Document segment =
+---+

Sensing technology is an integral and vital part of human life, with applications ranging from lifestyle, healthcare, and fitness to manufacturing and daily routines. Micro-electro-mechanical system (MEMS) is one of the leading sensing technologies; it has greatly revolutionized the development and market for sensors by providing tiny, fast responding [1,2], and highly reliable devices at a low cost. MEMS resonance-based sensors are one of the growing areas due to their scalability (i.e., benefits in size) [3,4,5], low energy consumption [6], and high-volume fabrication. Moreover, with the recent integration of MEMS sensors into gas and humidity sensing systems [7], a transformative shift in environmental detection is now an inevitable reality. MEMS sensors continue to play a revolutionary and cutting-edge role in environmental monitoring by utilizing their remarkable sensitivity, size scaling, and miniaturization [8,9].

Thermally actuated piezoresistive MEMS microsystems are capable of measuring at a high resolution [10,11,12,13] due to their small size. Electrothermal-based propulsion systems benefit from low fabrication complexity and high responsivity [14]. Utilizing piezoresistors as the sensing parts leads to a high signal-to-noise ratio, high shrinking capability, and compatibility with electronic components on the market. However, thermally-induced parasitic factors inside the sensor are a disadvantage that should be overcome and eliminated. The said thermal parasitic effects generate a Fano resonance (asymmetric shape) and a reversing spectral response at the sensing element’s output. Considering phase-locked loop-based (PLL) measurements, a reversing section response is usually inhibitive. Therefore, this work aims to optimize the spectral response of the sensor by de-embedding the parasitic signal from the measured signal. Several techniques have been employed to address this parasitic feedthrough effect (FE), including: a phase-controlled oscillation technique for operating microresonators beyond the nonlinear regime with on-chip FE de-embedding [15], the application of a unique design of thin-film piezoelectric-on-silicon (TPoS) MEMS resonator with a fully differential configuration to eliminate parasitic feedthrough effects [16], and the design and performance analysis of a PLL charge-pump with very low feedthrough characteristics [17]. These proposed methods highlight the high level of complexity in the technical approaches and analyses required to tackle feedthrough issues, emphasizing the importance of careful design innovation and control techniques to enhance the performance and operational stability of microresonators and related circuits.

+---+

Data section =
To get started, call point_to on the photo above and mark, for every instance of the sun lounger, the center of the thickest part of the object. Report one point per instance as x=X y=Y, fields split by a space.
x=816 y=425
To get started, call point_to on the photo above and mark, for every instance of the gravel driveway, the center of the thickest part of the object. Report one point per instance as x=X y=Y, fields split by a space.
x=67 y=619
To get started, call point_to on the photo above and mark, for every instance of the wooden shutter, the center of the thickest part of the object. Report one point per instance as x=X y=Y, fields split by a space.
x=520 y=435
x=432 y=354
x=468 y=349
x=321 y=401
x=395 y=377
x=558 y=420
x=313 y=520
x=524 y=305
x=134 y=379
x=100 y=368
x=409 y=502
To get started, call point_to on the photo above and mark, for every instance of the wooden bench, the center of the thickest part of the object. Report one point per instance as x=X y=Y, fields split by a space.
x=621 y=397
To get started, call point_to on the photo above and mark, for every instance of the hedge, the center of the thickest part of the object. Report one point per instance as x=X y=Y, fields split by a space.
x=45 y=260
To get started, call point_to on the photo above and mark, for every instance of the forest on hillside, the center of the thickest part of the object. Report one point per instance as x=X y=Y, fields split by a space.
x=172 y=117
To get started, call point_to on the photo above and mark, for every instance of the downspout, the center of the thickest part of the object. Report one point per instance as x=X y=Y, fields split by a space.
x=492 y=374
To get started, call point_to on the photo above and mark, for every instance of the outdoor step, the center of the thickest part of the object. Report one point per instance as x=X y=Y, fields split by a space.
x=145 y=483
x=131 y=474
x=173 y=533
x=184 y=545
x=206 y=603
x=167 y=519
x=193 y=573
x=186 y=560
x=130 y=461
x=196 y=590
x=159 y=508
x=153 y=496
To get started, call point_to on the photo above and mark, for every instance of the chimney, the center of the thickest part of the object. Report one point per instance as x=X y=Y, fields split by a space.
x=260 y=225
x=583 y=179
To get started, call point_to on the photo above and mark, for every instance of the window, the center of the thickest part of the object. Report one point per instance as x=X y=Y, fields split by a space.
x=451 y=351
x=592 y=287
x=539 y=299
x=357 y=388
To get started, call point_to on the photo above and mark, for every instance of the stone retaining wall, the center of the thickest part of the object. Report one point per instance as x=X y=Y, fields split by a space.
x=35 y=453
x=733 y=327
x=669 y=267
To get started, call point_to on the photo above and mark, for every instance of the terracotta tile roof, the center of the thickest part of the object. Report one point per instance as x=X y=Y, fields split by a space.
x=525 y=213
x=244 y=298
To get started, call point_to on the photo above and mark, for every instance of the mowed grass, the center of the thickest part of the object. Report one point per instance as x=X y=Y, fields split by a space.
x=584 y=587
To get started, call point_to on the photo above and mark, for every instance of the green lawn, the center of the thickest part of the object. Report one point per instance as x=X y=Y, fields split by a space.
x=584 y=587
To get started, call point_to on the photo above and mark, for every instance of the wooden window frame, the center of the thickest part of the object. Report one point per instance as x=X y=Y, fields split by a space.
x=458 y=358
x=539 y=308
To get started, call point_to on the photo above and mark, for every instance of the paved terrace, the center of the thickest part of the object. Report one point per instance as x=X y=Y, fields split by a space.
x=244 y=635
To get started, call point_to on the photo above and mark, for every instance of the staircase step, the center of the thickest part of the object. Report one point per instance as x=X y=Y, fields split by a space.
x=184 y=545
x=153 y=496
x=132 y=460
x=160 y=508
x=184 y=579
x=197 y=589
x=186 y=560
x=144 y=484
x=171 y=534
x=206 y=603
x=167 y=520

+---+

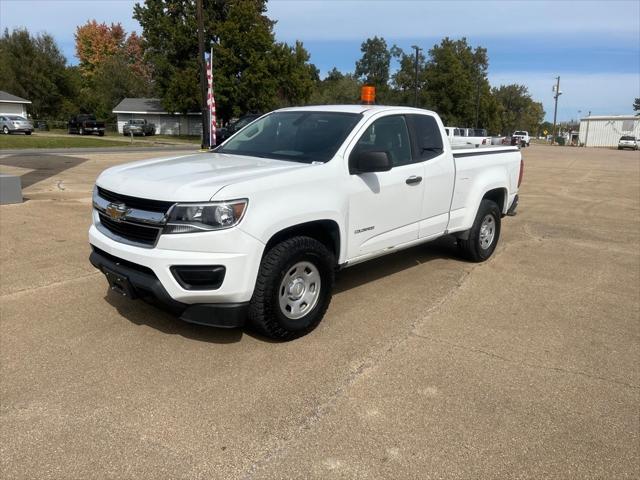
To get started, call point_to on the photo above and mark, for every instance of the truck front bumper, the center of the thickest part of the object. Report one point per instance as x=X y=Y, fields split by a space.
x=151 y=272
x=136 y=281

+---+

Exercise instructions =
[1] List every technique that the MEMS sensor passage cites as having been used to address the parasitic feedthrough effect.
[2] Continue the MEMS sensor passage, starting after its last sentence.

Answer list =
[1]
- A phase-controlled oscillation technique for operating microresonators beyond the nonlinear regime with on-chip FE de-embedding [15]
- A unique design of thin-film piezoelectric-on-silicon (TPoS) MEMS resonator with a fully differential configuration to eliminate parasitic feedthrough effects [16]
- The design and performance analysis of a PLL charge-pump with very low feedthrough characteristics [17]

[2]
In this investigation, the parasitic signal is estimated by imitating the baseline of the parasitized spectral responses, herein called a replica of baseline spectral. By creating a replica of the baseline spectral, we can further develop a computational model that accurately simulates the expected baseline of the sensor in the presence of parasitic effects. The impact of these parasitic signals on the measured sensor output can then be estimated and adjusted using this replica. Compared to the prior method [16,18,19], the current approach essentially helps to isolate the genuine signal of interest from the unwanted effects of parasitic variables, resulting in more practical, precise, and dependable measurement (or sensing) performance without the need for modifications to the resonator device used.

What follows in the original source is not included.